<<<<

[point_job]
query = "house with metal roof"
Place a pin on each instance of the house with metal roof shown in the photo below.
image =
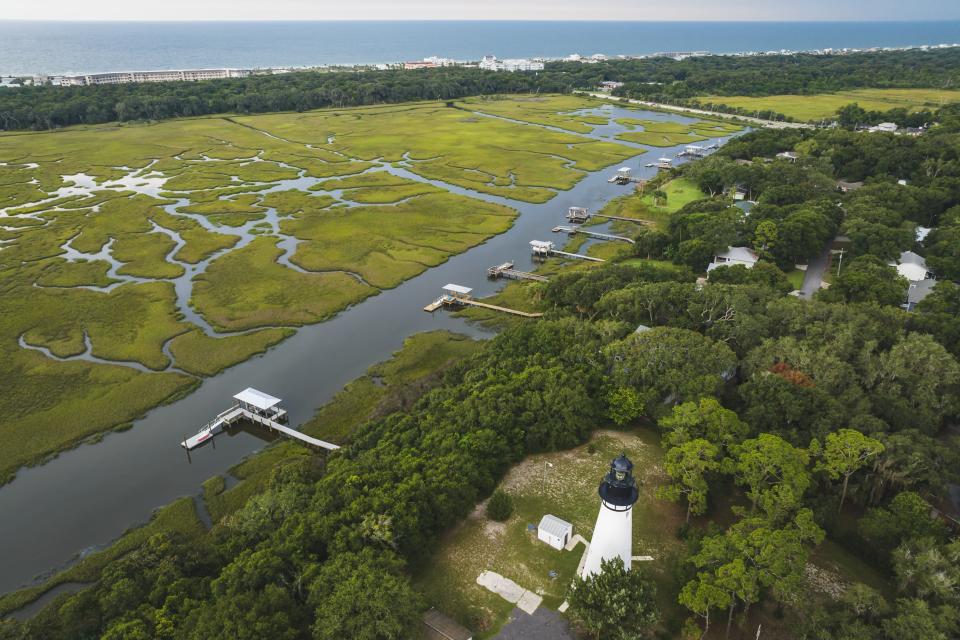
(733, 256)
(912, 266)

>>>>

§ **What is asked**
Copy the rows above word for word, leaving out the pictures.

§ **Expected output**
[point_job]
query = "house with metal roof"
Place a pin on each instance of the house with metal roof shown in the photo below.
image =
(733, 256)
(912, 266)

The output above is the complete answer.